DA-100 Microsoft Power BI – Part 1 Level 8: Other Visualization Items for the DA-100 exam Part 2
- Use groupings and binnings
In this video, we’re going to group together values. And there’s two ways of doing this depending on whether you’re grouping together numerical or time data or whether you are grouping together text, for instance. So let’s create a very simple chart. So this is going to be a clustered column chart.
And we’re just going to have region name in the axis and sales volume in the values. So we’ve got Greater Manchester, West Midlands, West Yorkshire, Merseyside, South Yorkshire and Tyne and Wear. Okay, I have a hypothesis and I have an idea that all of the regions with west in their title will be better than all of the other regions. So what I’m going to do is I’m going to select these two regions by clicking on one, holding down control and clicking on another. That allows you to select individual items holding down the control. Now, I’ve got these two selected. I’m going to right and click and go to group data. Now, notice what happens. On the right hand side, we have a region names bracket groups. It adds it into the legend, so a different color, but that’s not necessarily what I want. So what I’m going to do is I’m going to remove region name and I’m going to drag region name groups up from legend to axis.

- **DATA SUPPLIED**:
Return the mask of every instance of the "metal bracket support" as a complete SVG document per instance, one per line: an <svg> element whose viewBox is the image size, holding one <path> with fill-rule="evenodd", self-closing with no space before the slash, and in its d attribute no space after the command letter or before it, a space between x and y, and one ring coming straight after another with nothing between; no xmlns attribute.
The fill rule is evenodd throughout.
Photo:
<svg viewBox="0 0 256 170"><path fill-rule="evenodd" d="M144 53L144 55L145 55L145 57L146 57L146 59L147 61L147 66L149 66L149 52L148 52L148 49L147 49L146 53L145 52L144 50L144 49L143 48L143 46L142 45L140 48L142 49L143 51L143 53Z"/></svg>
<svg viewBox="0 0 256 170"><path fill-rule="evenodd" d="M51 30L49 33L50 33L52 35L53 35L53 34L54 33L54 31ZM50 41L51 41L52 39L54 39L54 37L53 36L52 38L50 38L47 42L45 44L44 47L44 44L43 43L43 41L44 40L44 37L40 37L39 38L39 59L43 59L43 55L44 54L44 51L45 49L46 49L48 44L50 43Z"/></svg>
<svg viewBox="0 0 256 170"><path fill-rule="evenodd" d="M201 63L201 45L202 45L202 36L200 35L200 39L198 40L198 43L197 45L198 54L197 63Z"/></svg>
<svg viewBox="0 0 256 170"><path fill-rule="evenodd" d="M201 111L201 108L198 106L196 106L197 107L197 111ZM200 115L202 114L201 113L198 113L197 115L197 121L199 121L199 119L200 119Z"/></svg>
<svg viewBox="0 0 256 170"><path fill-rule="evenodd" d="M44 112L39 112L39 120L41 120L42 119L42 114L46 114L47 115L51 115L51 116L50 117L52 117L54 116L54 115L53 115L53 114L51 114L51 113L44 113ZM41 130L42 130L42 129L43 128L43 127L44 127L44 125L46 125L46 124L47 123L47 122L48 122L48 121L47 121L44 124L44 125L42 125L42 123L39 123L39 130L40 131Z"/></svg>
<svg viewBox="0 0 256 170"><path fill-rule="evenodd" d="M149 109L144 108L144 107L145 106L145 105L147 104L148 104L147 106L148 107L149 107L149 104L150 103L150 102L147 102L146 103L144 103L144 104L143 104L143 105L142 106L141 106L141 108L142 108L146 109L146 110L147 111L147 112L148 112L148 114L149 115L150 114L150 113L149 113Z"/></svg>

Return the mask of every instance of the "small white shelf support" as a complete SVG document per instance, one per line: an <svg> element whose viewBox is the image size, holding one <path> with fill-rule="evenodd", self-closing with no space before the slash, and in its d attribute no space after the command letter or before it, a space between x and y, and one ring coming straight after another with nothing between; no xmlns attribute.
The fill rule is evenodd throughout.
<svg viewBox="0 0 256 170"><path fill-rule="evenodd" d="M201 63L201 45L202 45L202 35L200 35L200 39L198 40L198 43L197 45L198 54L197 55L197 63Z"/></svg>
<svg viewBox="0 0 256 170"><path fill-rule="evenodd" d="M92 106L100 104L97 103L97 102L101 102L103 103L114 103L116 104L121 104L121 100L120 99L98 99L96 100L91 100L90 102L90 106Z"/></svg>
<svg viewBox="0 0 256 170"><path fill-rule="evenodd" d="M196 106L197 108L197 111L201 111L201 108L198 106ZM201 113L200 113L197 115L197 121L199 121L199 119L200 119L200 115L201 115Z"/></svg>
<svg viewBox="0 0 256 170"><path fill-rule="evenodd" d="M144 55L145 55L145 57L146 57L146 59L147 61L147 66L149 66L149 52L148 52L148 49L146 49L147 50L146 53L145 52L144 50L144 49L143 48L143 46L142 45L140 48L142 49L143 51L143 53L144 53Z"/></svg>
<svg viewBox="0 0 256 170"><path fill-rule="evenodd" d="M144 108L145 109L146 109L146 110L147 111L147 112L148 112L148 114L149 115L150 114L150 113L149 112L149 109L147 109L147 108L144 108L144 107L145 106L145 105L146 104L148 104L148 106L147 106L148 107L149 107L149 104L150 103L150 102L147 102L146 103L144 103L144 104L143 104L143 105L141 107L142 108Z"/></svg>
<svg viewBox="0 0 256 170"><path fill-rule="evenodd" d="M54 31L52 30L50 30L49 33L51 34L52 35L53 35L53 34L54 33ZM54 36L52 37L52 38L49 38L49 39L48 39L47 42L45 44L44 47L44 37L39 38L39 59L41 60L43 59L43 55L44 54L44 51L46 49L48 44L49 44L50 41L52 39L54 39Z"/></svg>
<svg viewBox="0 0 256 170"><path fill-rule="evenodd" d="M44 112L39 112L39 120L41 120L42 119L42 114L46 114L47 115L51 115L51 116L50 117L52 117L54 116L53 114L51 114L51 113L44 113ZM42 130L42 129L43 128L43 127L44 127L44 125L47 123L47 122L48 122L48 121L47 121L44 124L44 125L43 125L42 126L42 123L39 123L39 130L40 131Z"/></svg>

- **PROBLEM TO WORK ON**: In the Power BI tutorial on groupings and binnings, which key does the speaker hold down to select more than one region?

- **OUTPUT FOR THIS TASK**: The Control key.